Hereinafter, embodiments of the present disclosure will be described in detail with reference to the accompanying drawings.

First, the embodiments described hereinafter are embodiments that are suitable for helping understanding of the technical features of a heat exchanger of the present disclosure. However, the technical features of the present disclosure are not applied to be limited to the embodiments described below, and various modifications are possible within the technical scope of the present disclosure.

A heat exchanger according to the present disclosure may be a latent heat exchange part of a condensing type burning device, and may be configured to heat a heating medium by using combustion heat. The heated heating medium is circulated along a pipeline, and is used for indoor heating or hot water. However, the heat exchanger in the present disclosure is not limited to the latent heat exchange part of the condensing type burning device, but may be applied to fin-tube type heat exchangers without limitation.

Tasks and exercises –
1. According to the heat exchanger passage, what is the heated heating medium used for?
2. Pick up the heat exchanger passage after its last sentence and keep writing it.
You won't need the entries for any of this.

Supplied data –
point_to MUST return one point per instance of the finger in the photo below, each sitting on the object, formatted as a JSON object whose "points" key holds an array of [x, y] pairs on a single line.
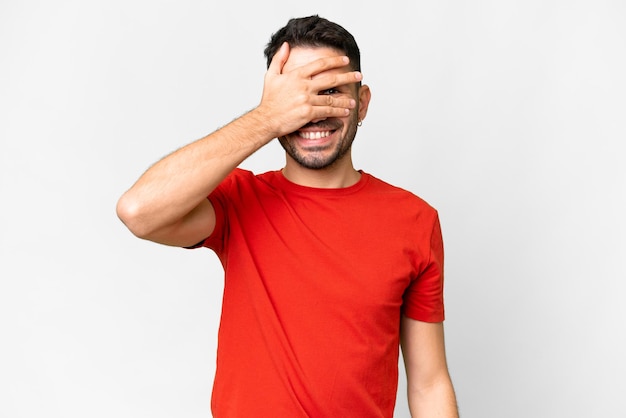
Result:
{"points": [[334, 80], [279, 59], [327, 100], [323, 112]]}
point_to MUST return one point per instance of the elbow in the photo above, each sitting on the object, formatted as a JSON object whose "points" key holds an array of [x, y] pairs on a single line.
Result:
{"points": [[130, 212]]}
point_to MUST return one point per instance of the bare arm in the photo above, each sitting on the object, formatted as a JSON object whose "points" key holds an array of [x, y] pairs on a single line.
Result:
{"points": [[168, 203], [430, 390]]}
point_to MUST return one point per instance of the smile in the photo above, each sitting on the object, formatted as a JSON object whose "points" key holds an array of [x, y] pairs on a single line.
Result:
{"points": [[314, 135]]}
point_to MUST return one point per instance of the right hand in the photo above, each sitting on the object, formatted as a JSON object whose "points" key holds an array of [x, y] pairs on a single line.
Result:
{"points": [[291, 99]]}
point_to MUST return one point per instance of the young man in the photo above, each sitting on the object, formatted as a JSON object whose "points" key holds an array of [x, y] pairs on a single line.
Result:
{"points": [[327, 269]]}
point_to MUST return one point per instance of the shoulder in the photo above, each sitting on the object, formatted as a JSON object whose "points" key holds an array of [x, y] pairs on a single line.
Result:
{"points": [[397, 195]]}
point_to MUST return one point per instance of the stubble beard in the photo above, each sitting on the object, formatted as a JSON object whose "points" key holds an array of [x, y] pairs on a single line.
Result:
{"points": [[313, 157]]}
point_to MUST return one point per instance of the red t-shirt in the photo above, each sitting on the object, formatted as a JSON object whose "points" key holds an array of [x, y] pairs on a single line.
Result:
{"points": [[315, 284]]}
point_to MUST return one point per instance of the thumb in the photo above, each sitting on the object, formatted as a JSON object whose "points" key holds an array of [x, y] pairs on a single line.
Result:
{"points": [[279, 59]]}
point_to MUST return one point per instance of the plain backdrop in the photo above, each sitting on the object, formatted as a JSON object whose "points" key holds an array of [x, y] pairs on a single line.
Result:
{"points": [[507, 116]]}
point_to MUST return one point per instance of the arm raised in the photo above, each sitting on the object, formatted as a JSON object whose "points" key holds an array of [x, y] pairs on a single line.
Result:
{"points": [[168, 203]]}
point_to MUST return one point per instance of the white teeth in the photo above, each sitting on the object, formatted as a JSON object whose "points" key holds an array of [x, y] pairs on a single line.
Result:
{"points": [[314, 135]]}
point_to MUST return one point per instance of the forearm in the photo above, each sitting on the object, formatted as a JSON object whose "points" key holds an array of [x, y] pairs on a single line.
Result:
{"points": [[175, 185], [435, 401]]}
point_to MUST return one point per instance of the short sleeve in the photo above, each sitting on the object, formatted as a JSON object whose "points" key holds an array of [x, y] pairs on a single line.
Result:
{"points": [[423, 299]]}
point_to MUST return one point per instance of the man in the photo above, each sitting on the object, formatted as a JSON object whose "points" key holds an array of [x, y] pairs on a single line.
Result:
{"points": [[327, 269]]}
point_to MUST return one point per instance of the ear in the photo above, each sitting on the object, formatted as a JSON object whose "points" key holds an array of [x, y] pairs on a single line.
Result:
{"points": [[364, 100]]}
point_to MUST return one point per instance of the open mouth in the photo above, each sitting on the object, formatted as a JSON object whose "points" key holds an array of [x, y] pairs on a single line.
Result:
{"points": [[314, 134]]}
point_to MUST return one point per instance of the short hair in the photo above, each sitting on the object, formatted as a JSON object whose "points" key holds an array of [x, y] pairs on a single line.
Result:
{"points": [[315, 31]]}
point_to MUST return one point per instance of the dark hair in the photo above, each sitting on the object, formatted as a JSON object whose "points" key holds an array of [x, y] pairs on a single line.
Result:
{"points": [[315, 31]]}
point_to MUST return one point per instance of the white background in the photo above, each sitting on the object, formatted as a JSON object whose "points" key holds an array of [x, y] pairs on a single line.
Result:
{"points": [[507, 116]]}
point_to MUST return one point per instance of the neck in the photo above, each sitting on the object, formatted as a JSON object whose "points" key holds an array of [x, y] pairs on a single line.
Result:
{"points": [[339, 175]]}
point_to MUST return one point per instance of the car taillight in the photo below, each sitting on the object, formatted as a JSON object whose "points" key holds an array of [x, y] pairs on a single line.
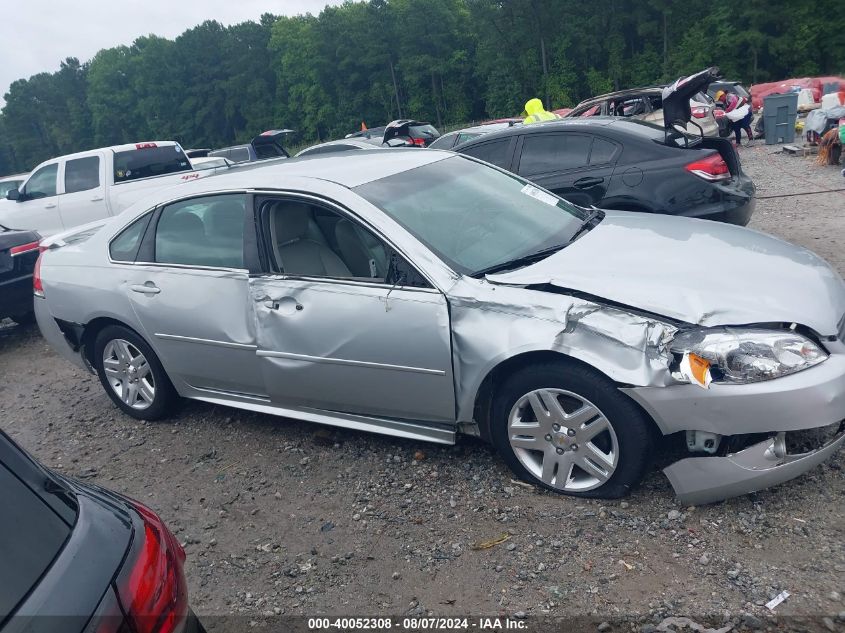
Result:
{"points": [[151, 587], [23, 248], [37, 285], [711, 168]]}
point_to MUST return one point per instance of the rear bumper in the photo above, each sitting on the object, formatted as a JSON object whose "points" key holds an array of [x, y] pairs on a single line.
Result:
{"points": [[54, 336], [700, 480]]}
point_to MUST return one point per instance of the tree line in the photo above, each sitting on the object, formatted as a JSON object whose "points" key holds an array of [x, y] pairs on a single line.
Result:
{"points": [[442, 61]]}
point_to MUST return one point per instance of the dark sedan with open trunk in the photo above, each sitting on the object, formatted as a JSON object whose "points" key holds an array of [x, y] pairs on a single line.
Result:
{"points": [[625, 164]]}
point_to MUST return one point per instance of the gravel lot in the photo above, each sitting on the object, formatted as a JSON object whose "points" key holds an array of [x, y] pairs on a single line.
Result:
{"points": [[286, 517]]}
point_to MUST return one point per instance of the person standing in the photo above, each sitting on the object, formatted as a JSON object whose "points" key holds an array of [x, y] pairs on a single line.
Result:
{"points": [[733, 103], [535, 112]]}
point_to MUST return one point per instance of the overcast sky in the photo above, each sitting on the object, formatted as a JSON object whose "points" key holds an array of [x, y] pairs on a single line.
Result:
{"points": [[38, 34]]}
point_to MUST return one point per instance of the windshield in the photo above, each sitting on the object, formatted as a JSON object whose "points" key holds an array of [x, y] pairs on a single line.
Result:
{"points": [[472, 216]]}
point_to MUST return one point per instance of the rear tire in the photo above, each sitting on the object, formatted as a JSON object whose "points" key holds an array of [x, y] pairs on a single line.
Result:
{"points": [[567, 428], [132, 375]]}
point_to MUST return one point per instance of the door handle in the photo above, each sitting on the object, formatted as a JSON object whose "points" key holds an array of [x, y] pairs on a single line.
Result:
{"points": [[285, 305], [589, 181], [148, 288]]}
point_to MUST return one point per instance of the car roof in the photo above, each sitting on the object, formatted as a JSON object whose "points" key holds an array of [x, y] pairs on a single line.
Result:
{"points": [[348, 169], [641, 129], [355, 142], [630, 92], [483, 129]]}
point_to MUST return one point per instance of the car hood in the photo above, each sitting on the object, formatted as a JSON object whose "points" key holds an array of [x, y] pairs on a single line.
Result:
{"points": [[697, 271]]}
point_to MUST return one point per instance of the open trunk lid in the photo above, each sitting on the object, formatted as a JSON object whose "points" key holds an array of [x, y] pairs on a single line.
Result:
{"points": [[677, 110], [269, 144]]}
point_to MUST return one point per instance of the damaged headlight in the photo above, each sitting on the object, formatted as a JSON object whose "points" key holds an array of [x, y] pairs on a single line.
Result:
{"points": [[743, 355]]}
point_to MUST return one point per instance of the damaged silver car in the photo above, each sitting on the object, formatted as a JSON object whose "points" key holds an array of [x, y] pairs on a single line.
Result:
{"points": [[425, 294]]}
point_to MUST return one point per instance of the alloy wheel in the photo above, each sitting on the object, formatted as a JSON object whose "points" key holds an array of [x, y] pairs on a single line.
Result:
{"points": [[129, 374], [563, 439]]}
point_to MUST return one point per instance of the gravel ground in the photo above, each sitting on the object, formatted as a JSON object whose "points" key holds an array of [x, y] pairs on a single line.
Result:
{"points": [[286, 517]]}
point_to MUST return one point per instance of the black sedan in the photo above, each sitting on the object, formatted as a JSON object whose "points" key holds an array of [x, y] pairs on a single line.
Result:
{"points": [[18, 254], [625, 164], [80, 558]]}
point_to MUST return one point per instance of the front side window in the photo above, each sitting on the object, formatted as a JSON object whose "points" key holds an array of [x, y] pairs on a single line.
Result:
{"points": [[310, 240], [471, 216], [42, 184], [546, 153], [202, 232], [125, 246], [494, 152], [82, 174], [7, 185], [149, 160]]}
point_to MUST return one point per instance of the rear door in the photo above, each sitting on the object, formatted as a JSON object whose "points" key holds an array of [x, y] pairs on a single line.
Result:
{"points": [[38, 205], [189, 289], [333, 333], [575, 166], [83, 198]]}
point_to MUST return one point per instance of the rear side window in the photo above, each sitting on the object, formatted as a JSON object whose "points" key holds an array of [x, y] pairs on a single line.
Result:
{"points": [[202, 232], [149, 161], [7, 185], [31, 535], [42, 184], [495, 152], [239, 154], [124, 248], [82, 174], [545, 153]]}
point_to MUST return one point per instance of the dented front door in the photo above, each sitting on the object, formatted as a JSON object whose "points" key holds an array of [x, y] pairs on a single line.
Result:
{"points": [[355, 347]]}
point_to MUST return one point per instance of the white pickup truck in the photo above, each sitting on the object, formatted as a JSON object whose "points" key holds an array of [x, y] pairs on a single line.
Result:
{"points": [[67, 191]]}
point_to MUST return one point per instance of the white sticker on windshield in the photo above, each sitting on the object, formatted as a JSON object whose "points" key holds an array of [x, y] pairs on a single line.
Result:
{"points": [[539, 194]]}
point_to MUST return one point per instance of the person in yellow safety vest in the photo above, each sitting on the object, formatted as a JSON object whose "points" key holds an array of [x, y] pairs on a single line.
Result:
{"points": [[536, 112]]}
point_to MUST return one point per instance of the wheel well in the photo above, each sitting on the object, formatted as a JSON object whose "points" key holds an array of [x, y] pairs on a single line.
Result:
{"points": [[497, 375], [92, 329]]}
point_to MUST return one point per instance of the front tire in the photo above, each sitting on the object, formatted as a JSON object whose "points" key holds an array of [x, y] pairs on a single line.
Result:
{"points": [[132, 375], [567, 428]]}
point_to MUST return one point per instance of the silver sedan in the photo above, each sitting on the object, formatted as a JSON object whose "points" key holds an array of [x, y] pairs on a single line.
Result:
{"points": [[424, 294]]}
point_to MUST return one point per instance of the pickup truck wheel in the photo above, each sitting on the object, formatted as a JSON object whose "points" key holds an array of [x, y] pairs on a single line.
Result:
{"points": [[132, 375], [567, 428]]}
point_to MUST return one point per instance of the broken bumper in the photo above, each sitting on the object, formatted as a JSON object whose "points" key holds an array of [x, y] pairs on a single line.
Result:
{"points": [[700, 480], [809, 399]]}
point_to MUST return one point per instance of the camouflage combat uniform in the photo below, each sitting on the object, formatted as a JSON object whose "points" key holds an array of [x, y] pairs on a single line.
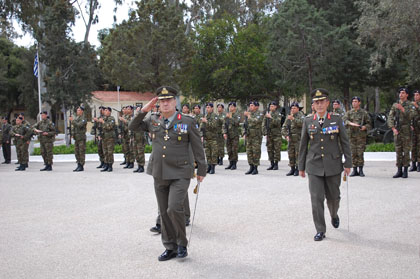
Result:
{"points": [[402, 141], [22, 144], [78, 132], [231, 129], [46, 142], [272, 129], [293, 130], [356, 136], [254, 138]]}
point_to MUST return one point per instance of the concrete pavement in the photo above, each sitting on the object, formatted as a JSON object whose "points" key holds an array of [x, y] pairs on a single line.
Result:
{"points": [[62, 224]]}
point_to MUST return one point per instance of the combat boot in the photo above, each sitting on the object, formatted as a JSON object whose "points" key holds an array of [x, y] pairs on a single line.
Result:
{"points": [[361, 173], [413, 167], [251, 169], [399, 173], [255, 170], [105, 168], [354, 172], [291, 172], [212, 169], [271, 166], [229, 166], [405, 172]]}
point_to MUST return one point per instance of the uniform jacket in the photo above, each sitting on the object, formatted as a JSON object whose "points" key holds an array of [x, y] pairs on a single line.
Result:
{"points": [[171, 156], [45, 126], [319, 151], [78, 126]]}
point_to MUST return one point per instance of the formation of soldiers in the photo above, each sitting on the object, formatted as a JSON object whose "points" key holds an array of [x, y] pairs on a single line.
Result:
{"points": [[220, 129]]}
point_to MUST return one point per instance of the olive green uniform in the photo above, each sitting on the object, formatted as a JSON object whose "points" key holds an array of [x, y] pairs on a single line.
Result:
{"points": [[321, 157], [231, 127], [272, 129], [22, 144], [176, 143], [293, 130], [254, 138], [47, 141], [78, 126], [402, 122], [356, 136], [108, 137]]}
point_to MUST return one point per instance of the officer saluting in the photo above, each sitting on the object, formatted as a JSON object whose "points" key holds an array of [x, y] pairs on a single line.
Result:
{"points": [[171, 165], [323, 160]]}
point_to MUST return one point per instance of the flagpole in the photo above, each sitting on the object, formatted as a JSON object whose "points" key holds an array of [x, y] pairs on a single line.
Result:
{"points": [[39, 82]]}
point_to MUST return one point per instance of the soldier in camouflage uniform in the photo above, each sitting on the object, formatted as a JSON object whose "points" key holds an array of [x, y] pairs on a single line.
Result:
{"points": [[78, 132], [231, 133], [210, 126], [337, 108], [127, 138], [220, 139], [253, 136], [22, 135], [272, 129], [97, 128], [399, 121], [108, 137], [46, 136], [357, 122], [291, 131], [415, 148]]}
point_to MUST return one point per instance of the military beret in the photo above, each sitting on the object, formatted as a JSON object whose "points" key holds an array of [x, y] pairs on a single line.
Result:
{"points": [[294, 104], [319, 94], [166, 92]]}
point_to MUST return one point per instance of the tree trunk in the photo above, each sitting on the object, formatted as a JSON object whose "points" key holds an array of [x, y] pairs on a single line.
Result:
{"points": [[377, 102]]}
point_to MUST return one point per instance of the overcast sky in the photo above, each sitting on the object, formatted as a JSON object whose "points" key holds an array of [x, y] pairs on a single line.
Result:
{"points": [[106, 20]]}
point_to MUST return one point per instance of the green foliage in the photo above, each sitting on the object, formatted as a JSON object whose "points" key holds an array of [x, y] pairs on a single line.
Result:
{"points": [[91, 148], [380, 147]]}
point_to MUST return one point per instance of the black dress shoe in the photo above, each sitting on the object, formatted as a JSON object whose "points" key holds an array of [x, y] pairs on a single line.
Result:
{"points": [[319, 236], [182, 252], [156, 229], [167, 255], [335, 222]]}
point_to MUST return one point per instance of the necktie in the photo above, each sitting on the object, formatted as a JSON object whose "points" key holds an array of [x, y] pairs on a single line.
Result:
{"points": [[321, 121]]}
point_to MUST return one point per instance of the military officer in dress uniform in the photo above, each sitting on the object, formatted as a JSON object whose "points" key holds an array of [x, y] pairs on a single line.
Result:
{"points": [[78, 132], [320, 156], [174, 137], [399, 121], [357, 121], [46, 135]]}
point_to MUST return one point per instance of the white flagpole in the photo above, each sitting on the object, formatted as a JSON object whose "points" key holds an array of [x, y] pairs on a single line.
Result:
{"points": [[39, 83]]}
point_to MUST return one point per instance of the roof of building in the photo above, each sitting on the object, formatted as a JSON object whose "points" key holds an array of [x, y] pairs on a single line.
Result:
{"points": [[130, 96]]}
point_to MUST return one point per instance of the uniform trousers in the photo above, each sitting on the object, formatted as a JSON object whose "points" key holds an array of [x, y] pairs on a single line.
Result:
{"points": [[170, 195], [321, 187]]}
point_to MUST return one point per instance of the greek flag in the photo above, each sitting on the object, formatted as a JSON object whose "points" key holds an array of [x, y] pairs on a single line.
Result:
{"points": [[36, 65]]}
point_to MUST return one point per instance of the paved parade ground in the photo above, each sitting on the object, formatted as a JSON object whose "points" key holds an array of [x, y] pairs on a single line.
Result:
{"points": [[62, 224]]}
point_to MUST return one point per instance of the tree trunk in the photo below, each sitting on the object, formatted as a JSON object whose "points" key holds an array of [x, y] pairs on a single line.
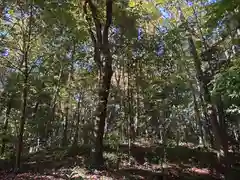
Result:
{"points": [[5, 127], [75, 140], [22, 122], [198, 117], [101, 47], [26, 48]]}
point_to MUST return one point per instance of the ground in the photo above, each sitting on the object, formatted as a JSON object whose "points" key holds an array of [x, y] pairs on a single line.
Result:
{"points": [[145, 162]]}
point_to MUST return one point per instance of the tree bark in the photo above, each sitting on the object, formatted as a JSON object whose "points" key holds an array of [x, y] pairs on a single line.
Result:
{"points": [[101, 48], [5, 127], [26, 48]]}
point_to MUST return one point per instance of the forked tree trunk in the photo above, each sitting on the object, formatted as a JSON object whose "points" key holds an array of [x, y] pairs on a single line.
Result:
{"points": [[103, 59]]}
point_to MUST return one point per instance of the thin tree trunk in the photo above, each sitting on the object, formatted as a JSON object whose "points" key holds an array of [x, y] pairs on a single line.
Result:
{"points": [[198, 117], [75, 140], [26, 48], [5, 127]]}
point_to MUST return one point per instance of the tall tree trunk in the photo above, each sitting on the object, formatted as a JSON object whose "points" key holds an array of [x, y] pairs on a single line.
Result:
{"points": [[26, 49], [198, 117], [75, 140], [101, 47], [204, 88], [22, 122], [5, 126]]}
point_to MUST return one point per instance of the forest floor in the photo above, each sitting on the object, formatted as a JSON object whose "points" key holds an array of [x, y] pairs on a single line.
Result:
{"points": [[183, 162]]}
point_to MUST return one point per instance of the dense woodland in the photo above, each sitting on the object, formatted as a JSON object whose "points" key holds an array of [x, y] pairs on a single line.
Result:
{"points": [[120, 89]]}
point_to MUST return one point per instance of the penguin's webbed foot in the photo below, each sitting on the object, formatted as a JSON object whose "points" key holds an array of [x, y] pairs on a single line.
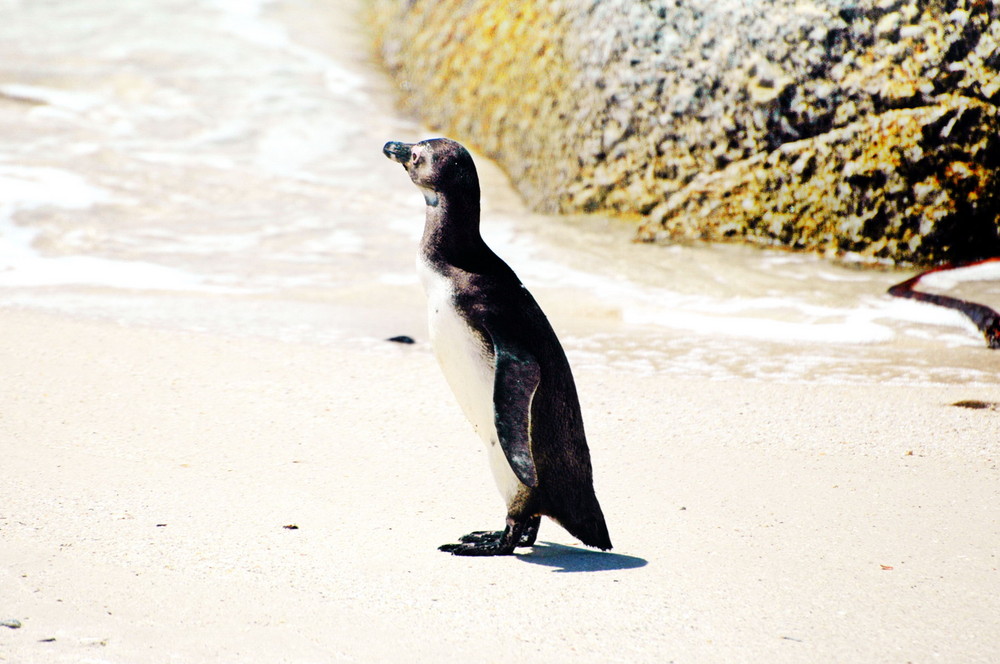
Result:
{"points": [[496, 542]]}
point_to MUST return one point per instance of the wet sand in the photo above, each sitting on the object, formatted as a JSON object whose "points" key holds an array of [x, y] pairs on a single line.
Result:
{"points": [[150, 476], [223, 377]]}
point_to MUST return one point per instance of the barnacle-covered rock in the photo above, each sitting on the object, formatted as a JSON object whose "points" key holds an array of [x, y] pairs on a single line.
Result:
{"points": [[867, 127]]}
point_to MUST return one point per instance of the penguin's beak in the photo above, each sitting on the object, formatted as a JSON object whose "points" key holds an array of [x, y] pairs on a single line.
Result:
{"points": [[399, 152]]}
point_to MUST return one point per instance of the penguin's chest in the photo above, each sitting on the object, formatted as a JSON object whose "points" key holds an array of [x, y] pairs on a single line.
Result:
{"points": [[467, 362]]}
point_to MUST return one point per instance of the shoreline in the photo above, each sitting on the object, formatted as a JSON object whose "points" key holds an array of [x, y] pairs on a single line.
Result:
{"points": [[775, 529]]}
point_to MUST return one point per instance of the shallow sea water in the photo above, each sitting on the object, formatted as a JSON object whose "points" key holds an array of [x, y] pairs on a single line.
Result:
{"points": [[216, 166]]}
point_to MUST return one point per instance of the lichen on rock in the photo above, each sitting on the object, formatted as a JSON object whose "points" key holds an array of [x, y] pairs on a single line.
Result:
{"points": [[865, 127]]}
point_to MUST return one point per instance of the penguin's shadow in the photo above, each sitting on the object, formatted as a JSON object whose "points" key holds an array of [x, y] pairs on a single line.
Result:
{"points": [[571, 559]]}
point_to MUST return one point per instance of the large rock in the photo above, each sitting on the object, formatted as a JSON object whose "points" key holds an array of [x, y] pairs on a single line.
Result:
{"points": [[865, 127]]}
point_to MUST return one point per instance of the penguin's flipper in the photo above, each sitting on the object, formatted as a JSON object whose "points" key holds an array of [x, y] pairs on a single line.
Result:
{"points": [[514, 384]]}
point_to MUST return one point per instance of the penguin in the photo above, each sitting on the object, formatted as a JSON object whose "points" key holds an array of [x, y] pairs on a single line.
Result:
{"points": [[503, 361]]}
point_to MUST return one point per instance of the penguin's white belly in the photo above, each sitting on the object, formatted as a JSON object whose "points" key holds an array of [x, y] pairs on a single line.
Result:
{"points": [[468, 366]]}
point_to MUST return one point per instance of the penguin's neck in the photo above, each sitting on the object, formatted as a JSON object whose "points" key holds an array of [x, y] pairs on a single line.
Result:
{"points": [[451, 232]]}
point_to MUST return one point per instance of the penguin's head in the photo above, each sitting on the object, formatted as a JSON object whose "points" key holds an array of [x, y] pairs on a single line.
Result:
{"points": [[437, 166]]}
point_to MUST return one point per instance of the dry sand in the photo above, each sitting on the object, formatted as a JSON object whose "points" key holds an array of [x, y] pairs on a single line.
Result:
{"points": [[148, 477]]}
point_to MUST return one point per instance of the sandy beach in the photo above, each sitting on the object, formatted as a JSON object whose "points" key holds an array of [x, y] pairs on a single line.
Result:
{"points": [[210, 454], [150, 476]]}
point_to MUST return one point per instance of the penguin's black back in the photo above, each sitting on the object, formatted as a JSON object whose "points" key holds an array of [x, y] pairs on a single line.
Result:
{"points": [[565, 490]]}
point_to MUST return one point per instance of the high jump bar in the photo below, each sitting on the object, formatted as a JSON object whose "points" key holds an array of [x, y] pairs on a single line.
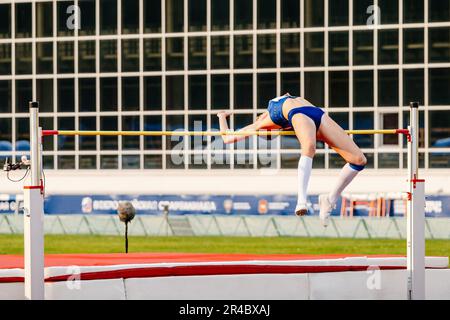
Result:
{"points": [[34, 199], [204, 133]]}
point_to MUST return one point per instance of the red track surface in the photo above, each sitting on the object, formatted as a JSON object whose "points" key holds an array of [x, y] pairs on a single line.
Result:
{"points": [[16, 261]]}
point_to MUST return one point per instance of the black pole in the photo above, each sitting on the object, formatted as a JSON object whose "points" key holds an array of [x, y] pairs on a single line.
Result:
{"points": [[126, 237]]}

Results –
1. Indoor heating or hot water.

2.
Hereinafter, first and second embodiments of the heat exchanger will be described according to the present disclosure.

First Embodiment

FIGS. 3 to 6 illustrate a heat exchanger 10 according to the first embodiment of the present disclosure. FIG. 3 is a perspective view illustrating a heat exchanger according to a first embodiment of the present disclosure, FIG. 4 is a front view of the heat exchanger according to the first embodiment of the present disclosure, FIG. 5 is a view illustrating the heat exchanger according to the first embodiment of the present disclosure, and is a side view of FIG. 4, when viewed from a lateral side, and FIG. 6 is a view illustrating the heat exchanger according to the first embodiment of the present disclosure, and is a view illustrating a part of FIG. 4 and an enlarged view thereof.

Referring to FIGS. 3 to 6, the heat exchanger 10 according to an embodiment of the present disclosure may include a tube 100 and a heat exchange fin 200.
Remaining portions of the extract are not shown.